● EXERCISE GOAL: Write out again, word for word, the lines below from the line that holds "drawn like (59,151)." through the line that holds "drawn like (95,106).", omitting pictures.

Referring expression pointing data
►
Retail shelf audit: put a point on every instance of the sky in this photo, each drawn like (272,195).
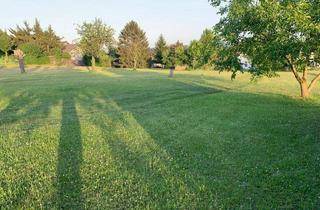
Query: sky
(182,20)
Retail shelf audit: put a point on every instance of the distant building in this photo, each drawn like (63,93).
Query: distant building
(75,52)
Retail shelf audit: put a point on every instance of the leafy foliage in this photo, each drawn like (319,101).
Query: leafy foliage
(133,46)
(95,37)
(273,34)
(45,39)
(5,42)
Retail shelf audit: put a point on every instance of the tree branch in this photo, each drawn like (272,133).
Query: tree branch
(305,74)
(314,82)
(293,68)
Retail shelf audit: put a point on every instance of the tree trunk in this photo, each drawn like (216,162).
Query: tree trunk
(6,58)
(171,72)
(21,65)
(93,62)
(134,64)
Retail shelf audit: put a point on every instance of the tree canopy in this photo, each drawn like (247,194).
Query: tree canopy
(47,39)
(5,43)
(273,34)
(133,46)
(161,50)
(95,37)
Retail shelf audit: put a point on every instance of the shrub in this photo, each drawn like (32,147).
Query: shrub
(31,49)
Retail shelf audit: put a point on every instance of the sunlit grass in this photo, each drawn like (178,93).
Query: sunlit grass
(121,139)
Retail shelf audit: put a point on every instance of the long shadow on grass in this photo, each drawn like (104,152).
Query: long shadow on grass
(252,150)
(69,158)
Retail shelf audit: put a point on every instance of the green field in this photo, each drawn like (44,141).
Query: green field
(120,139)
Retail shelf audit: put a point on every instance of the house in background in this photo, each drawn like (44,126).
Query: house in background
(75,52)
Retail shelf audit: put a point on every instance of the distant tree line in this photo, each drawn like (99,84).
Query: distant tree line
(132,49)
(38,44)
(99,47)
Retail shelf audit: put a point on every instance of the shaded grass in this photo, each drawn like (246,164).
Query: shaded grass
(137,140)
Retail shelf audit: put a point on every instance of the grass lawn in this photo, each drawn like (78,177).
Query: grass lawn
(118,139)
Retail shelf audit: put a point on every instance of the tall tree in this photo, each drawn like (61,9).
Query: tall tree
(161,50)
(22,34)
(5,44)
(46,39)
(273,34)
(180,54)
(194,54)
(133,46)
(95,37)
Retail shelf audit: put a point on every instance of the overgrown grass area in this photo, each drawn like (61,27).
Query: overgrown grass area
(120,139)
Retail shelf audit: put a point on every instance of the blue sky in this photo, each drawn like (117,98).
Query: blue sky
(182,20)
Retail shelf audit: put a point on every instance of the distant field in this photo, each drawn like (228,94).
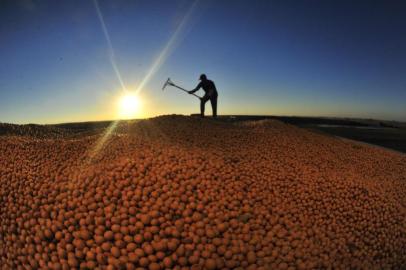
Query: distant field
(382,133)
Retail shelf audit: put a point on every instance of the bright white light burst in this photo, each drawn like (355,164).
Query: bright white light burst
(129,106)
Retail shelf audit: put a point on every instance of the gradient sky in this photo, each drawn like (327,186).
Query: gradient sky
(313,58)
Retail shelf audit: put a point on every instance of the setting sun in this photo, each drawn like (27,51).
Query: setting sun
(129,106)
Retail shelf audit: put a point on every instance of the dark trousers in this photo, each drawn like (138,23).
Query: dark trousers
(213,101)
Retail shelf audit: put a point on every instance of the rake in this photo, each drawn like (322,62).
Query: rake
(169,82)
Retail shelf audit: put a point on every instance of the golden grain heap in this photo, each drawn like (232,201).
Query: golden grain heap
(177,192)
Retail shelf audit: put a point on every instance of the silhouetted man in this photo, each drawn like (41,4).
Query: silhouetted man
(210,94)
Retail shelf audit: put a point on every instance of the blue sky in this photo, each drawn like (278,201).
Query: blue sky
(313,58)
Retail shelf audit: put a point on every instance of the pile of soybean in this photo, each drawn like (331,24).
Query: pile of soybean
(177,192)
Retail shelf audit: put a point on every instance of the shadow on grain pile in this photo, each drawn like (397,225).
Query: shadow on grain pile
(179,192)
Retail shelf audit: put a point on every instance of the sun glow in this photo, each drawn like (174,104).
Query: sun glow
(129,106)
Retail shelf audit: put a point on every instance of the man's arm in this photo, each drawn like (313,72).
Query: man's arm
(197,88)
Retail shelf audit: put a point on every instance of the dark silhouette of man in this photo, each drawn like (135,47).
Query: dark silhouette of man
(210,94)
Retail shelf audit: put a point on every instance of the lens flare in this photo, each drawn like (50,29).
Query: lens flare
(129,106)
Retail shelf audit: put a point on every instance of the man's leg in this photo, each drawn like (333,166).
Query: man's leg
(213,102)
(203,101)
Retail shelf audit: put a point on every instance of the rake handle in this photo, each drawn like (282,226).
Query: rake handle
(186,90)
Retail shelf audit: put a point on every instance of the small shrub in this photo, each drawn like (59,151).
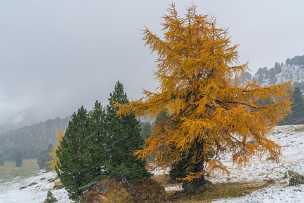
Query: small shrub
(148,191)
(50,198)
(108,191)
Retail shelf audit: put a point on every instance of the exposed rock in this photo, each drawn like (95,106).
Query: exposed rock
(295,178)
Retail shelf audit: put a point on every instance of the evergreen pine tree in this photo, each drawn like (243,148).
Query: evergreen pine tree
(80,155)
(124,137)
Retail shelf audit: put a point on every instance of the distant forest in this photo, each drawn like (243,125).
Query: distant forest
(29,141)
(32,142)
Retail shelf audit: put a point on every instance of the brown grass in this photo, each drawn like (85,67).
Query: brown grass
(219,191)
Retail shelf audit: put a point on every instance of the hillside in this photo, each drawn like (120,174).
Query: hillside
(31,140)
(291,70)
(291,138)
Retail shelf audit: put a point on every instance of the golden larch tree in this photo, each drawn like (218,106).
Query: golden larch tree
(53,156)
(209,111)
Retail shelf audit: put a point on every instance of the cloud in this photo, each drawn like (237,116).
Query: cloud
(57,55)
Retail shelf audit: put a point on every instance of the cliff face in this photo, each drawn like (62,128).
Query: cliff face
(291,70)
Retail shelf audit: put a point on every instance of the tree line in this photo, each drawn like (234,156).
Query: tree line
(202,112)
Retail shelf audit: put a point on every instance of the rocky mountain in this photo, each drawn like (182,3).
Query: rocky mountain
(291,70)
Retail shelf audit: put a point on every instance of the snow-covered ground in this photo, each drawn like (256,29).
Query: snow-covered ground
(11,192)
(291,138)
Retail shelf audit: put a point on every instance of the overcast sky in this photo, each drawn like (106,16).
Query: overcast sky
(56,55)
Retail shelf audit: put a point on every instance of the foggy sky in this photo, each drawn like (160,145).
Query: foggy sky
(56,55)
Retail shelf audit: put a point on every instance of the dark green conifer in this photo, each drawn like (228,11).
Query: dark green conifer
(124,137)
(80,153)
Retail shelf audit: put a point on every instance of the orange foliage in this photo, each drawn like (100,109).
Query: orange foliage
(199,88)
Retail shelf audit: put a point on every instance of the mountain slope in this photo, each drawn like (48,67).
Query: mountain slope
(31,140)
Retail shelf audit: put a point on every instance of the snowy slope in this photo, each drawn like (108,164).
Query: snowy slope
(11,193)
(291,138)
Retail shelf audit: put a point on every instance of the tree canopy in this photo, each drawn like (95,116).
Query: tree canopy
(208,110)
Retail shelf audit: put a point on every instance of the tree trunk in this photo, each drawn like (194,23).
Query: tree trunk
(200,183)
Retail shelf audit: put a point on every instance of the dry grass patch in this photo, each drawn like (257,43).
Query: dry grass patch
(219,191)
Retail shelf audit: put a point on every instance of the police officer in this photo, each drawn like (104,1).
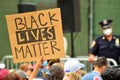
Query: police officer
(99,66)
(107,45)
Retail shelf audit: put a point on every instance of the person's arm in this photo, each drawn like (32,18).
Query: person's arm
(36,69)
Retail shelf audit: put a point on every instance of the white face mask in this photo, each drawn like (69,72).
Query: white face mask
(107,31)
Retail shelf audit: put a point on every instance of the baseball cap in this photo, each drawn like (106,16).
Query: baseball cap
(106,23)
(72,65)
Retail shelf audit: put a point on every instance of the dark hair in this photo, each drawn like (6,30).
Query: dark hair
(101,61)
(13,76)
(111,74)
(57,72)
(52,61)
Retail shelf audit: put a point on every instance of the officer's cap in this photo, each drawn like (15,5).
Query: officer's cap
(106,23)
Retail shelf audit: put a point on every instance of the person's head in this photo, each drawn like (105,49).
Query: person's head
(71,76)
(106,26)
(25,66)
(13,76)
(57,72)
(73,65)
(100,64)
(3,73)
(50,62)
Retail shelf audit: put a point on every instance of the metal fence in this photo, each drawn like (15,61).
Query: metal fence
(8,60)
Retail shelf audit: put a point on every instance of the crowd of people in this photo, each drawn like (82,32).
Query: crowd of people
(54,69)
(106,46)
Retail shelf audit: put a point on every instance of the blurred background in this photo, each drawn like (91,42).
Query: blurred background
(79,20)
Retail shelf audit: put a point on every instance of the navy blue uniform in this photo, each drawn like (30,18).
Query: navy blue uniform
(109,49)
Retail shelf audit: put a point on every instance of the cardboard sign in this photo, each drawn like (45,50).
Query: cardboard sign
(36,34)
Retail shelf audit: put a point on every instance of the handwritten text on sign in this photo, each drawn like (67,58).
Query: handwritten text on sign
(35,34)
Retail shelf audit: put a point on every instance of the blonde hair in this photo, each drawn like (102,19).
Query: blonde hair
(73,76)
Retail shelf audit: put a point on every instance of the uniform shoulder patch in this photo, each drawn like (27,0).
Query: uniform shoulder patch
(93,44)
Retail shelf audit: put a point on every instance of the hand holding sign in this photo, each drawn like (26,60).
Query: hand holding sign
(35,34)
◄
● TASK OUTPUT:
Retail shelf audit: put a point on every instance of the small shrub in this photo, each drawn like (59,151).
Query: small shrub
(148,191)
(50,198)
(108,191)
Retail shelf audit: put a point on every instance of the exposed rock in this photo, each drawn like (95,106).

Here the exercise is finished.